- [Work to be completed]:
Omit the images. Copy each entry word for word.

- [Data supplied]:

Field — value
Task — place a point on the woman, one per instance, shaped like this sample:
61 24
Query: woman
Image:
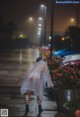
35 80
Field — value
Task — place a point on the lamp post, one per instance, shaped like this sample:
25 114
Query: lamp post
45 8
52 16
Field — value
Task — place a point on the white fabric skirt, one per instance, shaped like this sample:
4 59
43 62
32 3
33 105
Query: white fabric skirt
34 82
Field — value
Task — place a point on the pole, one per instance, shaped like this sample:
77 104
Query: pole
52 16
77 15
45 27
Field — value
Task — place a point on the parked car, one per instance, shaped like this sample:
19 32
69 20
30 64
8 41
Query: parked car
64 52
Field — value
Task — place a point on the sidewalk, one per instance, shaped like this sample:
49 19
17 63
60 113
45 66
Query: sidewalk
15 103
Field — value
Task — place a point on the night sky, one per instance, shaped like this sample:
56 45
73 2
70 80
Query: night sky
19 11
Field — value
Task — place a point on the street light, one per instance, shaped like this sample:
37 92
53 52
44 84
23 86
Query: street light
45 8
52 16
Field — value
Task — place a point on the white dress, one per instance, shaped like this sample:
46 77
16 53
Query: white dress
36 78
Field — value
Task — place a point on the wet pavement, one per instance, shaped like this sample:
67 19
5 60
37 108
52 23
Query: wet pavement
13 66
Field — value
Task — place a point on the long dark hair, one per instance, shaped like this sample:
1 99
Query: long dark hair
38 59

- [The reply]:
Field — value
Task — place a point on the woman, one per instance, shaped like this sample:
61 24
Query: woman
Image:
35 80
Field — value
Task — place a point on the lamp post, one per instance, shaped like this sample:
25 114
Query: lamp post
45 8
52 16
Field — value
Task — place a point on the white fabric skirt, one per instance, shaped like this sample:
4 59
43 62
32 3
33 105
Query: white fabric skirt
34 82
Field — value
Task — place a point on the pole, one per instance, shaped like this sample:
77 104
Query: pole
52 16
77 15
45 27
Field — value
Task — place a point on the parked car, one per instance, shaped like this sample:
19 32
69 20
30 64
8 41
Query: parked car
64 52
Field — value
Task — place a point on the sidewalk, one per instance, shaped like this sample:
49 19
17 63
60 113
45 66
Query: sidewalk
15 103
Field — value
Task — place a point on the night sky, one per instance, shaped like this sample:
56 45
73 2
70 80
Query: night sky
19 11
Field — value
Task — place a point on the street light, one per instance, shaped like this sample:
37 92
53 52
44 84
23 86
Query: street light
45 8
52 16
Field — value
Task — place a point on the white dress, one per instance, shaped like this sample:
46 77
16 53
Query: white dress
36 78
Field — value
Task — place a point on the wet pavement, one per instance, shaped like this sample:
67 19
5 60
37 108
52 23
Query: wet pavement
13 66
Field — value
Task — place a point on the long dark hair, one per instance, shaped like this sample:
1 99
Query: long dark hair
38 59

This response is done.